Assigning another filehandle to STDOUT, using binmode.

A

Adam Funk

I'm writing a program that uses File::Find to recurse through the
files and directories specified as command-line arguments, and to call
process_file() on each one.

By default the program prints each file's results to STDOUT, but if I
give it the -d DIRECTORY option, it should print each file's output to
a file in DIRECTORY with ".txt" at the end of the name instead of
".xml". There are a lot of non-English UTF-8 characters in the input
and output.

At the moment, I have the following near the beginning of the program:

binmode (STDOUT, ":utf8");
*OUTPUT = *STDOUT ;


and the following for each input file:


sub process_file {
# find is called with the no_chdir option set
my $input_filename = $_;
my $output_filename = $input_filename;

if ($option{x} || ($input_filename =~ m!\.xml$!i ) ) {
if ($option{d}) {
# drop the ".xml" suffix
$output_filename =~ s!\.xml$!!i ;
# drop the relative path
$output_filename =~ s!^.*/!! ;
# add the new path and suffix
$output_filename = $option{d} . "/" . $output_filename;
$output_filename = $output_filename . ".txt";
open(OUTPUT, ">" . $output_filename);
binmode (OUTPUT, ":utf8");
}

print(STDERR "Reading : ", $input_filename, "\n");

# ... CODE THAT CALLS OTHER SUBROUTINES TO READ THE
# INPUT FILE, PROCESS IT, AND print(OUTPUT ...) A
# LOT OF STUFF

if ($option{d}) {
print(STDERR "Wrote : ", $output_filename, "\n");
close(OUTPUT);
}

}
else {
print(STDERR "Ignoring: ", $File::Find::name, "\n");
}
}


As far as I can tell, this works and cleanly suppresses the "Wide
character" warnings. Is this use of filehandle assignment OK, or am I
likely to run into trouble later?

Also, why is it necessary to set binmode on OUTPUT every time I open
it?

Thanks,
Adam
 
J

Joe Smith

Adam said:
Also, why is it necessary to set binmode on OUTPUT every time I open
it?

Each open() on a handle is independent of any previous I/O on that
handle. What makes you think binmode() would last past any
explicit (or implicit) close()?

==================================================

◆ **Task set**:
A – In the Perl filehandle thread, which module does the program use to recurse through the files and directories given as command-line arguments?
B – Count the lines of the records that contain the word "concrete", with case counting. Give only the number.
The Perl filehandle thread above and the records that come after it are unrelated material.

◆ **Dataset records**:
==================================================

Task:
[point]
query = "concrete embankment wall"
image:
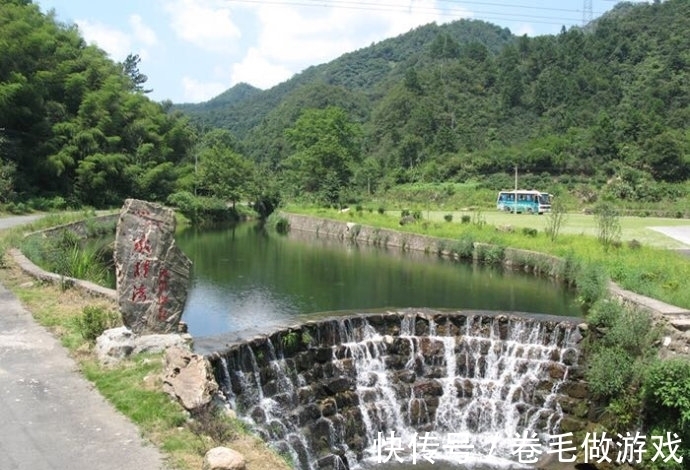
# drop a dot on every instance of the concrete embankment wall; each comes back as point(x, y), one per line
point(513, 258)
point(82, 229)
point(531, 261)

==================================================

◆ **The answers**:
A – File::Find

B – 2